== Source document

Case in point: there was one guy, Joe Kerrigan, who was everything to dislike about a pitching coach. He would run out to the mound between pitches and harangue and harass the poor fish on the rubber—and for what? It didn’t help. And he was fired by one team after another, and even when he was assigned to the bullpen, as happened with a couple of other teams, he continued to do the same thing. I’m surprised that some exasperated pitcher who had had just about enough of him didn’t take a good swing at him and flatten him on his gluteus maximus!
Case in point: the manager who thinks he knows everything there is to know about pitching. Like Chuck Dressen, when he was manager of the Brooklyn Dodgers—what he knew about pitching you could put on the head of a straight pin (such as is used in sewing) and have a lot of room left over. He didn’t even know his own pitching staff, let along the guys on other teams. Look what happened in 1951, in the third game of the playoff between his Bums and the New York Giants. He called for Ralph Branca to replace a tiring Don Newcombe in the ninth inning—completely forgetting that the next batter, Bobby Thomson, owned Branca, had hit a number of homers off him during the season. He would have done better with Carl Erskine, who was bouncing the ball in front of the plate (which often happens with the splitter, by the way). Even better would have been Clem Labine—but Dressen was furious at him for whatever reason and wanted nothing to do with him. The result?
"The Giants win the pennant!"
And even Casey Stengel, who ended up being fired at the end of the 1960 season because he made a thoroughly egregious mistake that cost the Yankees the World Series. He let gross sentimentality get the better of him; because he wanted Whitey Ford to start the third game at Yankee Stadium he picked Art Ditmar to pitch the opener in Pittsburgh. He never stopped to think that if Ford had pitched that opener he would have been available for Game Four and, if need be, Game Seven—and the outcome would have been entirely different.

====

— Exercise brief —
Pick up the baseball text about managers and pitching mistakes where it leaves off and write the next part.

== Data excerpt

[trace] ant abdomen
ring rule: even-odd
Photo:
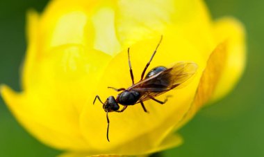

====

— Expected answer —
Case in point: Jim Turner, a very good pitching coach otherwise but who committed one of the greatest errors in the book. The Yankees had acquired Fred Sanford from the St. Louis Browns in 1949—and Sanford wasn’t a bad pitcher, but he had a herky-jerky motion that offended Turner’s esthetic sensibilities. Frank Crosetti, the third base coach and a former infielder—how did he ever get mixed up in that situation?—didn’t like it either, and they wanted to fix it. They wanted Sanford to have a smooth, Spalding guide-perfect motion, and so they started to futz with it—and they ended up destroying the poor guy. When they got through with him he wasn’t a good pitcher any more, and at the end of the 1950 season he was traded.
I could go on and on, because I’ve seen so much of this sort of thing over the decades. But, as I said, you have made some excellent points, and coaches at all levels need to read and absorb them—and follow them. Thanks again.:slight_smile: 8)

Good stuff, Coach B!

Coach B.,

This kind of information that you freely share could easily be sold and yet the fact that you provide such valuable guidance pro bono speaks volumes of your character. Reading the LTP forum is like panning for gold. I always go to the Coach B gold mine first because of all the nuggets I’ve found there. Thank you.

In other words, “Coach B. Rules !” :twisted:

First off, thank you so very much. Your kind words mean a lot to me, more than you know.

My Mrs., came in and saw this and said jokingly - " you got them fooled". Baseball and my Mrs. just don’t go well in the same room. In any event, I responded by saying… " there’s no fooling these people - some of the most knowledgeable people on the planet with it comes to this subject."

I just wished she left it like that, but she just had to come back, rub the top of my head like a Fuller Brush, and tell me that some day I’ll grow up. Now I wouldn’t have minded the comments, but I don’t have much “brush” left up there to rub up any more!

Thanks again.

Coach B.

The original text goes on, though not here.